■ What to work on
Once the line with "positive clicks: (187, 444)" is found in the data, output it and each following line exactly, up to and including the line with "negative clicks: (291, 350)", and nothing before or after.

(Collected data)
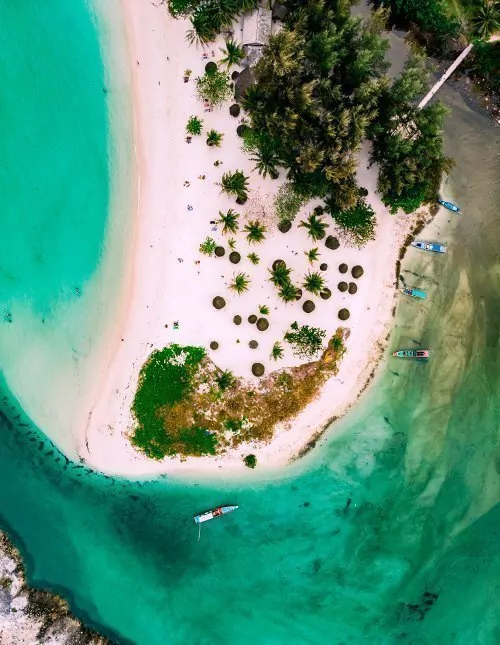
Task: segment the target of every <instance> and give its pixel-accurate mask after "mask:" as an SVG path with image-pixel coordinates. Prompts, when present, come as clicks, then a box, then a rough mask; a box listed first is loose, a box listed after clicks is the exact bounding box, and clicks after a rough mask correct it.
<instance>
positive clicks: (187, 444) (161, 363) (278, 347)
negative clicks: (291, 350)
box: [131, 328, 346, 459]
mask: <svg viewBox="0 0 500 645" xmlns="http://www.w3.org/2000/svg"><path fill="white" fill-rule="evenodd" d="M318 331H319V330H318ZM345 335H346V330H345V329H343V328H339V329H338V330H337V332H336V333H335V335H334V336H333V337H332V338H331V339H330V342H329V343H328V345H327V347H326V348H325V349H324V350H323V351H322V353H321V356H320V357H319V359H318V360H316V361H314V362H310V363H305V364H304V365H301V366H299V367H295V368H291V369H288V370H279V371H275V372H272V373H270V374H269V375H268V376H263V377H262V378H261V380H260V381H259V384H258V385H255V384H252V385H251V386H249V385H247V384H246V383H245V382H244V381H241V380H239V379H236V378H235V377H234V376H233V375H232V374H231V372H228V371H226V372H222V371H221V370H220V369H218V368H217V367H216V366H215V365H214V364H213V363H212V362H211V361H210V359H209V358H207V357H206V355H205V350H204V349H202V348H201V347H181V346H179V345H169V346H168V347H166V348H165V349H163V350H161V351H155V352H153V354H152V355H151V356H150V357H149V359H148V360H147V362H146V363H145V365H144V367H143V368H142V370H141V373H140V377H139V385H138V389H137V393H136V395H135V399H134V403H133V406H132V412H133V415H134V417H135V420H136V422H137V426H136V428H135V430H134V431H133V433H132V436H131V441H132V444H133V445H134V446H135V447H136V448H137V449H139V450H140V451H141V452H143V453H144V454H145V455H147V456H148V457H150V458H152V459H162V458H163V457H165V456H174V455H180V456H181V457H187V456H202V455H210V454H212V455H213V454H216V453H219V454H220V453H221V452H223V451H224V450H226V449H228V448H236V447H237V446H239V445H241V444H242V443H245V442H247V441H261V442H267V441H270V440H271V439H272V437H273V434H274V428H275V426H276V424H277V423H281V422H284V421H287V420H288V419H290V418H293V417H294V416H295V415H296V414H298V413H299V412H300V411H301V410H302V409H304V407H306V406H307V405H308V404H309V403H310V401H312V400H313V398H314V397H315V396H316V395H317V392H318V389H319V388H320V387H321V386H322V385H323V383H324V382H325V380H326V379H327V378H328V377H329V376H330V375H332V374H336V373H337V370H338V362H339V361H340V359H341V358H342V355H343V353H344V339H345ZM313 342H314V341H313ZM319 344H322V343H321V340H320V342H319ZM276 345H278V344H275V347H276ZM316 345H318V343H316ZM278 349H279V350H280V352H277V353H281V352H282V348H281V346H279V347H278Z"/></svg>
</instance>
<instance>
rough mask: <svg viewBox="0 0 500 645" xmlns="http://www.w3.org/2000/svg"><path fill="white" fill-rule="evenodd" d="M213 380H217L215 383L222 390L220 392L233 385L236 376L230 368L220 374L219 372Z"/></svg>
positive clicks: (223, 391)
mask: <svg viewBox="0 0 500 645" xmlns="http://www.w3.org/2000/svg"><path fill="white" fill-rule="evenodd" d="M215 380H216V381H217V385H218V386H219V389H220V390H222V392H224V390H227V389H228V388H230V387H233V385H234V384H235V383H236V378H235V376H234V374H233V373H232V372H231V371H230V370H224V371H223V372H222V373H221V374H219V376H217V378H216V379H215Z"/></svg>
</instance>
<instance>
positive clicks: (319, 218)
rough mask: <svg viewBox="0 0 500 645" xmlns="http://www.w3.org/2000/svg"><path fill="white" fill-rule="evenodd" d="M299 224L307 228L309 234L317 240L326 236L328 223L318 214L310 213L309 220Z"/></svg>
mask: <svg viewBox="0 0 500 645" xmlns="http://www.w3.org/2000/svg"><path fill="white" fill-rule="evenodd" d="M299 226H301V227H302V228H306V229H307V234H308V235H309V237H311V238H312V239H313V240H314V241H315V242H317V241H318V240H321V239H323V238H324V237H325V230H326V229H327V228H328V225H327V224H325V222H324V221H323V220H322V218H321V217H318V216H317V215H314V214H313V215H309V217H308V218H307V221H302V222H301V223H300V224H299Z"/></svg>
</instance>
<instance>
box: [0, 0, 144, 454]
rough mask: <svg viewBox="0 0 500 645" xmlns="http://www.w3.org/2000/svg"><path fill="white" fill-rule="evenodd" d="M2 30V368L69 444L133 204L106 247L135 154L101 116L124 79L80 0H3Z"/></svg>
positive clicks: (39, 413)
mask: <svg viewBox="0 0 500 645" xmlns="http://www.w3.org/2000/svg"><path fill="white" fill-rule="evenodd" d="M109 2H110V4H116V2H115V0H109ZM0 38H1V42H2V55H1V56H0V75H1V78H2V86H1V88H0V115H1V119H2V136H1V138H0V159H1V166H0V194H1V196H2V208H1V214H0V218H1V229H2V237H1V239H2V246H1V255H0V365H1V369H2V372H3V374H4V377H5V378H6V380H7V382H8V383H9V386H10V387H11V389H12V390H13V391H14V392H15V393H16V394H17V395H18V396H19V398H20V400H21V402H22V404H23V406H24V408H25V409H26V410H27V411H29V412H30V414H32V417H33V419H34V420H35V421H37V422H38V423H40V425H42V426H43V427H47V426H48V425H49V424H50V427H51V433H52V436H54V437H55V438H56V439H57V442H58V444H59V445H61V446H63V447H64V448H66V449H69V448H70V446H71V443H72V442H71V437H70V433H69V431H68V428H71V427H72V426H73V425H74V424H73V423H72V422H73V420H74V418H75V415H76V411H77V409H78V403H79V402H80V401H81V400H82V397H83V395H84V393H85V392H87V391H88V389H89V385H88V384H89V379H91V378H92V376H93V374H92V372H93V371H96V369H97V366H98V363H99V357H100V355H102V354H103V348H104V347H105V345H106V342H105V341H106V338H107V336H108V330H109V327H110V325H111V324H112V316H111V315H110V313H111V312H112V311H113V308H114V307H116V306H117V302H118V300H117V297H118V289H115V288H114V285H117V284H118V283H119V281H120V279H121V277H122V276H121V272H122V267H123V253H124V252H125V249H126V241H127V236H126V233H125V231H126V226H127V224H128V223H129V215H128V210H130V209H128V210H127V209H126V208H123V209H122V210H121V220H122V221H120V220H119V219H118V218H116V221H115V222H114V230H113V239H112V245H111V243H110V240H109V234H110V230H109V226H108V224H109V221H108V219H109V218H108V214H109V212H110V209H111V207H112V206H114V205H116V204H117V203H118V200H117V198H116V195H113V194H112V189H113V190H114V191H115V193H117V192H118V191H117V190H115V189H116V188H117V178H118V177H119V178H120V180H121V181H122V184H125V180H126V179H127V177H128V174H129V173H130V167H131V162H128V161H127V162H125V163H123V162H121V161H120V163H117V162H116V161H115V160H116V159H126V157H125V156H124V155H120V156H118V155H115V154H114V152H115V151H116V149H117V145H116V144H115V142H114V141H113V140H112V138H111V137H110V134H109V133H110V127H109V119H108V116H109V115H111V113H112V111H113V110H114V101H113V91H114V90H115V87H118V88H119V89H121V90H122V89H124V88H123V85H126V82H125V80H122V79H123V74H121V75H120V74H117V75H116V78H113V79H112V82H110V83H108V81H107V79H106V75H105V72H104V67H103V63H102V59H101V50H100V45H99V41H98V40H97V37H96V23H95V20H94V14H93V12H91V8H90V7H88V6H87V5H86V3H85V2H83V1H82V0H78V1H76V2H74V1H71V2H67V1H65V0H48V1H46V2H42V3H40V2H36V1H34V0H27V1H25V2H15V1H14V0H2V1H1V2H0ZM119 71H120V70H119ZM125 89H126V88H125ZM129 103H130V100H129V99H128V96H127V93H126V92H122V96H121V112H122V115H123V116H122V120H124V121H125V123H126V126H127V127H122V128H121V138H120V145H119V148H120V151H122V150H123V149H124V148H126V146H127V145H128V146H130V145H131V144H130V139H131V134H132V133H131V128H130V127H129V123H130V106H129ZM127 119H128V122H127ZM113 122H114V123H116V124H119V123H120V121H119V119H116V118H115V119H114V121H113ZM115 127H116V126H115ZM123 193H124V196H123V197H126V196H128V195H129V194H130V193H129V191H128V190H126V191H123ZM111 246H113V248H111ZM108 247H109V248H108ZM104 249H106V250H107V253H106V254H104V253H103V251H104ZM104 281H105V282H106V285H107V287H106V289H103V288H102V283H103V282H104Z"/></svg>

■ Solution for this task
positive clicks: (187, 444) (161, 363) (278, 347)
negative clicks: (291, 350)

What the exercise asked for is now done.